The problem »
Continue the piece on observability software and OpenAI's enterprise troubles, picking up right after its final paragraph.

The Observability Game
No, not just about board observers—we're talking about the software. Plus, OpenAI's colossal pending headache in the enterprise.
Today we’ll be talking about observability—as in, the software, not the directive. But first, briefly covering the obvious with the latest developments in the OpenAI saga.
OpenAI, even if Sam Altman returns, has created a whole new class of headaches
There’s now an “agreement in principle” for Sam Altman to return to OpenAI. And to be clear, “in principle” does not mean definitive, and the whole situation changes on a daily basis. But we’re also starting to get the drip feed of what was happening on the periphery of the decision to oust Altman.
Altman, if he returns to OpenAI, obviously restores a lot of stability across the board to the company. The 95+% of OpenAI’s employees rallying around Altman get what they wanted, Microsoft protects its investment, and one of the most popular AI tools continues to live on and develop in its current form.
The instability in the company, however, has done it zero favors if it hopes to grow its API business into larger enterprises. The biggest hangup among large potential corporate customers—in addition to reliability and cost—is that its GPT-series models is still accessed via API. And the chance that companies that keeps its data inside a VPC would ship it out to OpenAI after this debacle is even lower than it was prior to Altman’s ouster.
Here’s the thing: most companies and executives I speak with expected OpenAI to crack this problem in some form or another. Maybe it was a shard of GPT-4 available behind a firewall, or some technical achievement that helped them successfully woo those companies hesitant around using an API. For the most part it was just a waiting game until the right product arrived and someone had pressure-tested it.
Getting that working at a technical level is one problem. Getting an organization to trust you with their data in the first place, regardless of it lives, is a completely different problem. That problem revolves around sales and business development, and is typically predicated on the idea that a company is competent and will continue to operate in a similar manner for the foreseeable future. No surprises.
OpenAI did have a peculiar governance structure that made it uniquely vulnerable to this exact scenario—which is something OpenAI and Microsoft could throw up as a disclaimer. But it was such a fringe possibility that when it did happen, it shocked the entire industry. The Information also reported that more than 100 companies contacted Anthropic over the weekend as the OpenAI saga unfolded. And we also got a very well-timed fundraising extension announcement from AI21 Labs.
The appeal of Snowflake and Databricks in this situation is that they’ve spent quarters, if not years, winning over customers that have concerns around privacy. With that data on their platforms, they can offer a language model service on top of that. Snowflake and Databricks could a customization through fine-tune or LoRA, or in the case of Databricks, a flat-out pre-train with MosaicML. (The latter says you can get to GPT-3 quality for around $450,000, though the whole point of emerging techniques is to get it even smaller than that.)

[Referring-expression pointing data]
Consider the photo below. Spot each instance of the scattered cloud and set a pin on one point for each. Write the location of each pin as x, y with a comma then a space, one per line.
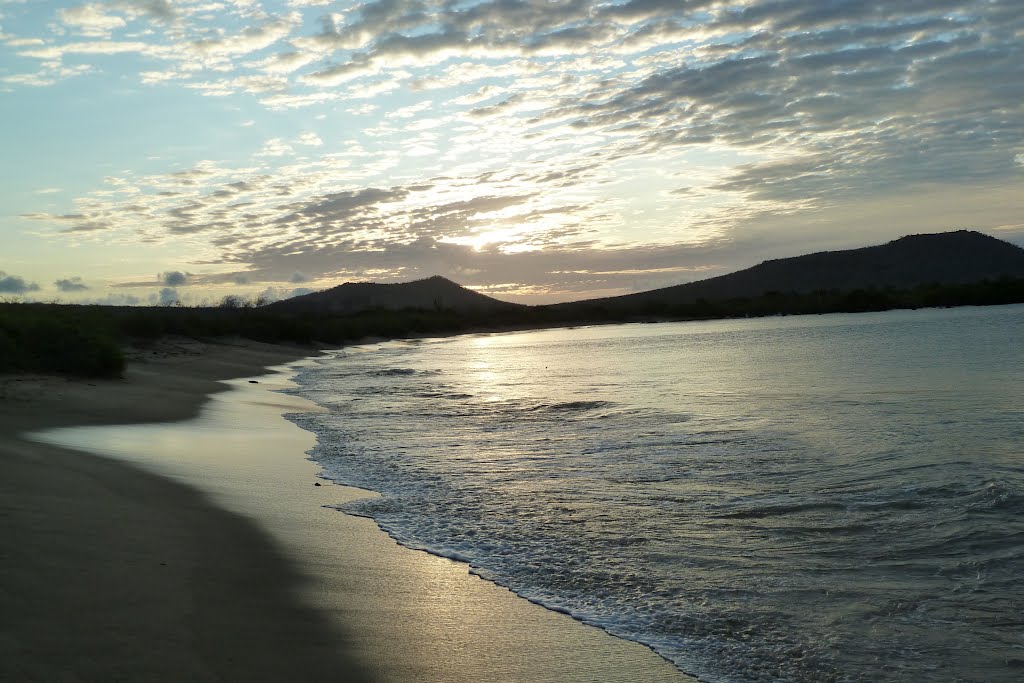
71, 285
578, 139
168, 297
173, 279
15, 285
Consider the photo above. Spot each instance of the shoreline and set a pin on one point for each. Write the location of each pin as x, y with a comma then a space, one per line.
368, 603
112, 572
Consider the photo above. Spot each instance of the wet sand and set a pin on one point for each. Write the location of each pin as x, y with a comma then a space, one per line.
201, 550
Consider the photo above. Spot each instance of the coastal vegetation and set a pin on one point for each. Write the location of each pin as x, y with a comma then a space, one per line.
86, 340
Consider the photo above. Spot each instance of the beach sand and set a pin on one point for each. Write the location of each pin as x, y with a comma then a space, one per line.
201, 549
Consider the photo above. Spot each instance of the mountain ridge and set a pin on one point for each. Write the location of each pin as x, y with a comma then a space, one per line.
948, 258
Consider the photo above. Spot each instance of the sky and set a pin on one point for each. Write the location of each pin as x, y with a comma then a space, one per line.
536, 151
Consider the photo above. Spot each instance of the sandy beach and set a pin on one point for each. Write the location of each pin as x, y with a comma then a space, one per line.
195, 546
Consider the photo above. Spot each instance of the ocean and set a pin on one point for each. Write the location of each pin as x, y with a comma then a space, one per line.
832, 498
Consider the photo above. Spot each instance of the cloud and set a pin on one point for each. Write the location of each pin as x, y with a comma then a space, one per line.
566, 127
15, 285
168, 297
173, 278
71, 285
90, 19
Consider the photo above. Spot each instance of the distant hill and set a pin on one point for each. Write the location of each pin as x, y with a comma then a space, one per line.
432, 293
964, 256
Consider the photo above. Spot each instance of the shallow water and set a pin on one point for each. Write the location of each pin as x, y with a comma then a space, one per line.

Final answer »
When looking at custom OpenAI models, the company says to expect a lead time of several months with a minimum spend in the millions of dollars. OpenAI may have a temporary advantage from a technical expertise—and maybe RLHF data—from its development of GPT-4. The same company interested in a custom model from OpenAI is probably also evaluating a pre-train from scratch using something like Databricks’ MosaicML.
And then there are companies like Anyscale, Replicate, and Together AI, which are inching their way closer to offering a turnkey option for inferencing a fine-tuned or pre-trained model within a company’s walls. Again, for now this problem isn’t true serverless as a company is going to have to manage its inferencing setup—but most companies I talk to expect it to get there at some point. (All this also leaves aside whatever Hugging Face ends up doing in this space.)
Increasingly the competition in the enterprise for OpenAI feels to be coalescing into companies that already have those relationships—and the data to go with it—in the form of Databricks and Snowflake (and to a certain extent MongoDB). It also includes companies trying to rethink the serving and inferencing problem from scratch.
The damage here to its potential enterprise motions is going to be pretty long-lasting, even if a new governance structure all but guarantees something similar won’t happen again. But that’s always the cost of working with a startup and building on top of an API.
An open field in observability
If you buy into a future where modern workflows are powered by a network of semi-autonomous AI bots working in concert (as in agent networks), there inevitably needs to be monitoring layer on top of all that.
This is actually a pretty classic cloud developer operations (and machine learning operations, to a certain extent) problem that has its own name: observability. But one of the peculiar parts of “observability” in AI in the language model sense that’s emerging is it looks quite different from classic observability.
The standard metrics that you’d monitor with observability (like product uptime or model drift) still apply, but it’s inherently difficult to gauge what “good” is for a language model. And from companies and investors I talk to, it’s proving to be a somewhat weird problem emerging in AI: there are already companies serving observability, but who—and what—handles the language models?